• [Amaç]:
Aşağıdaki Suruç davası metnini baştan sona, tek harfini bile değiştirmeden yazın.

• [Metin]:
Mahkemelerde yaşananları ise Şeker şöyle özetliyor:  “Bize söz hakkı bile verilmiyor bazen sözlerimiz kısa kesiliyor. Kimi zaman hakarete uğruyoruz. Katile “katil” bile diyemiyoruz, susturuluyoruz. Biz aileler olarak hayatımızda mahkeme görmedik. Adaleti de adaletsizliği de, mahkemeyi de savcıyı da biz Suruç’tan sonra öğrendik. Ne yaparlarsa yapsınlar biz adalet aramaktan vazgeçmiyoruz. Mahkemeyi bitirmek istiyorlar.  Eğer mahkemeyi bitireceklerse adaletli bir şekilde bitirecekler. Düzgün bir yargılama istiyoruz.”

‘KATİLİ KORUYUP, SAKLAYARAK MI ADALETİ SAĞLAYACAKLAR’

Suruç’ta hayatını kaybedenlerin sıcak çatışma bölgesine gittikleri için yüzde 50 kusurlu olduklarına dair mahkemenin kararı olduğunu hatırlatan Şeker, “Katile ‘yavrum, oğlum’ diyen mahkeme heyeti çocuklara oyuncak götürenleri kusurlu buluyor. Sizce kusurlu olan kim? Savcılar, hakimler arkasındaki yazı için yemin etmediler mi? Hepsi adalet için yemin etmedi mi? Nerede bu adalet? Katili koruyarak mı, katili saklayarak mi adaleti sağlayacaklar? Bu mu adalet? Ama biz hiçbir zaman yılmayacağız” dedi.

• [Sağlanan malzeme]:
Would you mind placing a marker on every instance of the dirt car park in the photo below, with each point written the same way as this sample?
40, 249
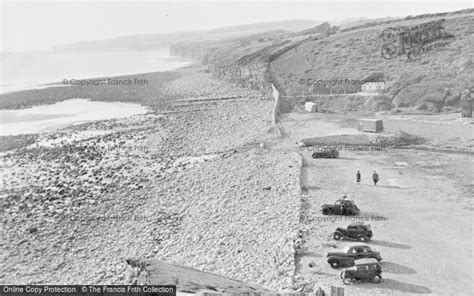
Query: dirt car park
420, 213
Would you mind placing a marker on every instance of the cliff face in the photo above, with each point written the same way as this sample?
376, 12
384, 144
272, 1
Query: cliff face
325, 60
251, 74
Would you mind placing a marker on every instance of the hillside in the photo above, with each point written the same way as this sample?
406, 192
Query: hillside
160, 41
341, 58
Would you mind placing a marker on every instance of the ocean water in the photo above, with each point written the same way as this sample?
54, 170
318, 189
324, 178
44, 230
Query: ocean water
21, 71
31, 70
46, 118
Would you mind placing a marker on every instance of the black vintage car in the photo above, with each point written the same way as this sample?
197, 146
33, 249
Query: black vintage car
340, 207
356, 230
363, 269
328, 153
352, 252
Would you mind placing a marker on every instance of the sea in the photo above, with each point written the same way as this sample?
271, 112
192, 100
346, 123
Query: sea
34, 70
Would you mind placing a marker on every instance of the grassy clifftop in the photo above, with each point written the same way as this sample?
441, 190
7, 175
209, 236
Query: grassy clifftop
437, 81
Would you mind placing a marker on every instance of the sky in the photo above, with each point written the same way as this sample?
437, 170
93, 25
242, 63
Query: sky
37, 25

• [Alıştırma yanıtı]:
Mahkemelerde yaşananları ise Şeker şöyle özetliyor:  “Bize söz hakkı bile verilmiyor bazen sözlerimiz kısa kesiliyor. Kimi zaman hakarete uğruyoruz. Katile “katil” bile diyemiyoruz, susturuluyoruz. Biz aileler olarak hayatımızda mahkeme görmedik. Adaleti de adaletsizliği de, mahkemeyi de savcıyı da biz Suruç’tan sonra öğrendik. Ne yaparlarsa yapsınlar biz adalet aramaktan vazgeçmiyoruz. Mahkemeyi bitirmek istiyorlar.  Eğer mahkemeyi bitireceklerse adaletli bir şekilde bitirecekler. Düzgün bir yargılama istiyoruz.”

‘KATİLİ KORUYUP, SAKLAYARAK MI ADALETİ SAĞLAYACAKLAR’

Suruç’ta hayatını kaybedenlerin sıcak çatışma bölgesine gittikleri için yüzde 50 kusurlu olduklarına dair mahkemenin kararı olduğunu hatırlatan Şeker, “Katile ‘yavrum, oğlum’ diyen mahkeme heyeti çocuklara oyuncak götürenleri kusurlu buluyor. Sizce kusurlu olan kim? Savcılar, hakimler arkasındaki yazı için yemin etmediler mi? Hepsi adalet için yemin etmedi mi? Nerede bu adalet? Katili koruyarak mı, katili saklayarak mi adaleti sağlayacaklar? Bu mu adalet? Ama biz hiçbir zaman yılmayacağız” dedi.